==== Text extract ====
Getting my MA didn’t mark the end of my journey, though. It still took ten years for me to turn The Taker into the book it is today. It meant writing every evening after work, taking writing classes and going to conferences, and rejection after rejection: you know, the usual stuff. I’ve been told by experienced authors that ten years and four books seems to be the average before you write your first “good” novel, the one good enough to be published, and this is consistent with research that shows it takes about 10,000 hours of practice to become an expert at anything. For writers, it seems, becoming an expert is just the beginning.
I’ve been one of the lucky ones: my persistence paid off. I found an agent and he sold The Taker to Gallery Books/Simon & Schuster for publication in the US and Canada while Random House UK bought the World English rights, and both publishers have bought the next two books in the trilogy. Translation rights have sold to ten countries. Even with this great good luck, my journey between when the contracts are signed and when the book appears in stores has had many twists. As you’ve heard from Meg and others, it’s a business, and one in which I’m just getting started. On top of that, the book industry—like all of media—is undergoing a revolutionary change, making it hard to imagine what my writing career will look like, even in a year.
==== Provided material ====
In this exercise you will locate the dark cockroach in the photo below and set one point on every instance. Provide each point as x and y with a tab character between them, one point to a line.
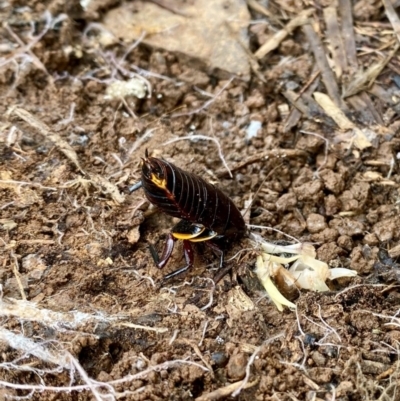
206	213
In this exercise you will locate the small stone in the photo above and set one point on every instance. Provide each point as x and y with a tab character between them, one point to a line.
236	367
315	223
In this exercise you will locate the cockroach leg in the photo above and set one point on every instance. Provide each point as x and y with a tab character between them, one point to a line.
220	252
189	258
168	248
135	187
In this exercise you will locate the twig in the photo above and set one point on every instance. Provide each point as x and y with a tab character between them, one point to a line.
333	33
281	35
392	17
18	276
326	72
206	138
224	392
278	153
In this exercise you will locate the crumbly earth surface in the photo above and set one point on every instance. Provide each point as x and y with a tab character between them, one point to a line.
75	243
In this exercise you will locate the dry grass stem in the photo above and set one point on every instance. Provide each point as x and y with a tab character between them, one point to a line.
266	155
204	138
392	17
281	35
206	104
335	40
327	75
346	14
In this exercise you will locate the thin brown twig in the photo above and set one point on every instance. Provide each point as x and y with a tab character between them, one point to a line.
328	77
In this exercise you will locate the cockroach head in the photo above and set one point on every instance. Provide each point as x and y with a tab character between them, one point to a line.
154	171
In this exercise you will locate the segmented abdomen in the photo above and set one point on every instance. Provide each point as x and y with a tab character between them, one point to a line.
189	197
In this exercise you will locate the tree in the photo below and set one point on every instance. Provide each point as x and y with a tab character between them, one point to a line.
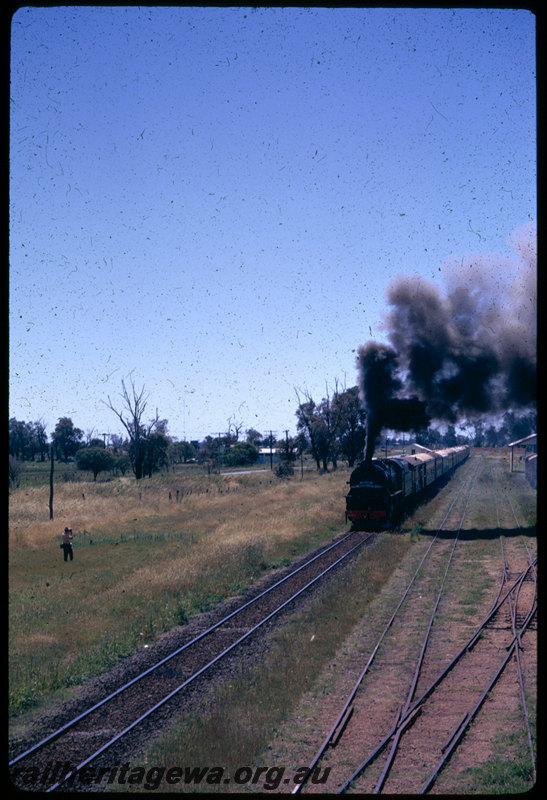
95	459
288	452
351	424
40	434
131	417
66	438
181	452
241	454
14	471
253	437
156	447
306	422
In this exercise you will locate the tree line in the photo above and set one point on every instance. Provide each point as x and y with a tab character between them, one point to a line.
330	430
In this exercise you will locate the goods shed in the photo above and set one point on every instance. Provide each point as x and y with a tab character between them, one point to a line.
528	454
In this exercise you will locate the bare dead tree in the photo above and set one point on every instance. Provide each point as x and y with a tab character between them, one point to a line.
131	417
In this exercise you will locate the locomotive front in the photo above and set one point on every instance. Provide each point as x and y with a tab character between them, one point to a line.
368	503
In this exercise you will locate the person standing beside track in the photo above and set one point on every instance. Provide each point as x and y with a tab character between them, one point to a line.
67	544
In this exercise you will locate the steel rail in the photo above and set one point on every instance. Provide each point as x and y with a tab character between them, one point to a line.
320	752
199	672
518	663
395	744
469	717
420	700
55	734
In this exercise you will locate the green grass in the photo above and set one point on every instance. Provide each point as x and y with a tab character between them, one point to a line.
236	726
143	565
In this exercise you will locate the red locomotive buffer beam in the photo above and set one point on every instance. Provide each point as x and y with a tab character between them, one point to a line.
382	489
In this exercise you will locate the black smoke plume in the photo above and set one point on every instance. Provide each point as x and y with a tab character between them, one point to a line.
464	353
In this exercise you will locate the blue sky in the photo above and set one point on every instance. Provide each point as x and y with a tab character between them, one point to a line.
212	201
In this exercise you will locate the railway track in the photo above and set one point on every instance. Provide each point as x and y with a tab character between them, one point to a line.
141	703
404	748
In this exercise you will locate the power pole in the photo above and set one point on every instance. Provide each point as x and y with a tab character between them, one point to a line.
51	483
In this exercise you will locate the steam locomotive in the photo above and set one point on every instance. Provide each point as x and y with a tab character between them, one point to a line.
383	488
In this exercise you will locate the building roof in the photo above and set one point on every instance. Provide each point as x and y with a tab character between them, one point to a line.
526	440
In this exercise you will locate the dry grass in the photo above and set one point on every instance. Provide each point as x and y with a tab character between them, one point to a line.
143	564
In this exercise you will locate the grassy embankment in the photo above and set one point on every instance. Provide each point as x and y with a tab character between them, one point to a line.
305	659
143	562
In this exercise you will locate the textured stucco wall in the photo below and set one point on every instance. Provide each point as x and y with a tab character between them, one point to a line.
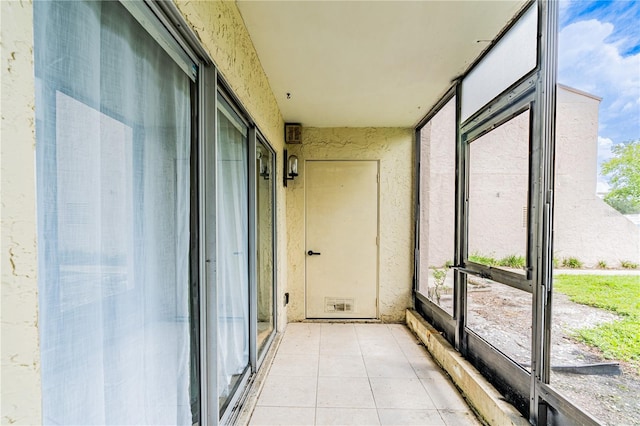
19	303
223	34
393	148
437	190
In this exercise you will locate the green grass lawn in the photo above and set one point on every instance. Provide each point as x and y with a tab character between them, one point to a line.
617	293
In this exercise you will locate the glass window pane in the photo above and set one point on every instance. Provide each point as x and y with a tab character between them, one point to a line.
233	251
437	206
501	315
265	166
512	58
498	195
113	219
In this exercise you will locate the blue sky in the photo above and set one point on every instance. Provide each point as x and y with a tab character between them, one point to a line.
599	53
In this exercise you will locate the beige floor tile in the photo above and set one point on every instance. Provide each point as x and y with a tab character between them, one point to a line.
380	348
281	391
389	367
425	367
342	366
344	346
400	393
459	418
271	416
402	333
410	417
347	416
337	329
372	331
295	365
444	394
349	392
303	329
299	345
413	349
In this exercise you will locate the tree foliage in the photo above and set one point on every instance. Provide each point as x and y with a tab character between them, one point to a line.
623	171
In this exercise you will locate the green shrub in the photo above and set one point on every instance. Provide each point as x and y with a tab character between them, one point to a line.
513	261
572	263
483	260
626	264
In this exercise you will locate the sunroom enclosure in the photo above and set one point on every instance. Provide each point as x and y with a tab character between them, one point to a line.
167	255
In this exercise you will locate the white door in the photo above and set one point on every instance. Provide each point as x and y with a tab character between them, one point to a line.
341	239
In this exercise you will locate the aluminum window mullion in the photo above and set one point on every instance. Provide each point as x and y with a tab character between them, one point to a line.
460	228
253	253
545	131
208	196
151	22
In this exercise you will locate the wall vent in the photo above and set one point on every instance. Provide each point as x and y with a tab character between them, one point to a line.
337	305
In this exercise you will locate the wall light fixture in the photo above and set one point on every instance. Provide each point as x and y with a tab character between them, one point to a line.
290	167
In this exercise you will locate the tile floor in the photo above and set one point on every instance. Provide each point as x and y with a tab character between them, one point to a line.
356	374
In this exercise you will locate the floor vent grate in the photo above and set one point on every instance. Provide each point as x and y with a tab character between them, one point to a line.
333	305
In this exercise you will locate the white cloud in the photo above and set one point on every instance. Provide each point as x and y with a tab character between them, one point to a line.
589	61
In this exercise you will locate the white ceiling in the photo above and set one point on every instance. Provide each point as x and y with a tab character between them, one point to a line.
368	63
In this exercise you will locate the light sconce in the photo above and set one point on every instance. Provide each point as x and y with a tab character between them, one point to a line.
====
■ **Stated problem 1**:
Answer these questions from the passage about publishing The Taker:
(a) How long did it take to turn The Taker into the book it is today?
(b) Which publisher bought the World English rights?
(c) To how many countries have translation rights sold?
■ **Stated problem 2**:
Output lines of the records as a JSON list of strings, one string per line, with blank lines omitted. Begin at the line in the records that contains "In this exercise you will locate the white ceiling" and stop after the final line of the records.

■ **Solution 1**:
(a) Ten years.
(b) Random House UK.
(c) Ten countries.

■ **Solution 2**:
[
  "In this exercise you will locate the white ceiling in the photo above and set one point on every instance. Provide each point as x and y with a tab character between them, one point to a line.",
  "368\t63",
  "In this exercise you will locate the light sconce in the photo above and set one point on every instance. Provide each point as x and y with a tab character between them, one point to a line."
]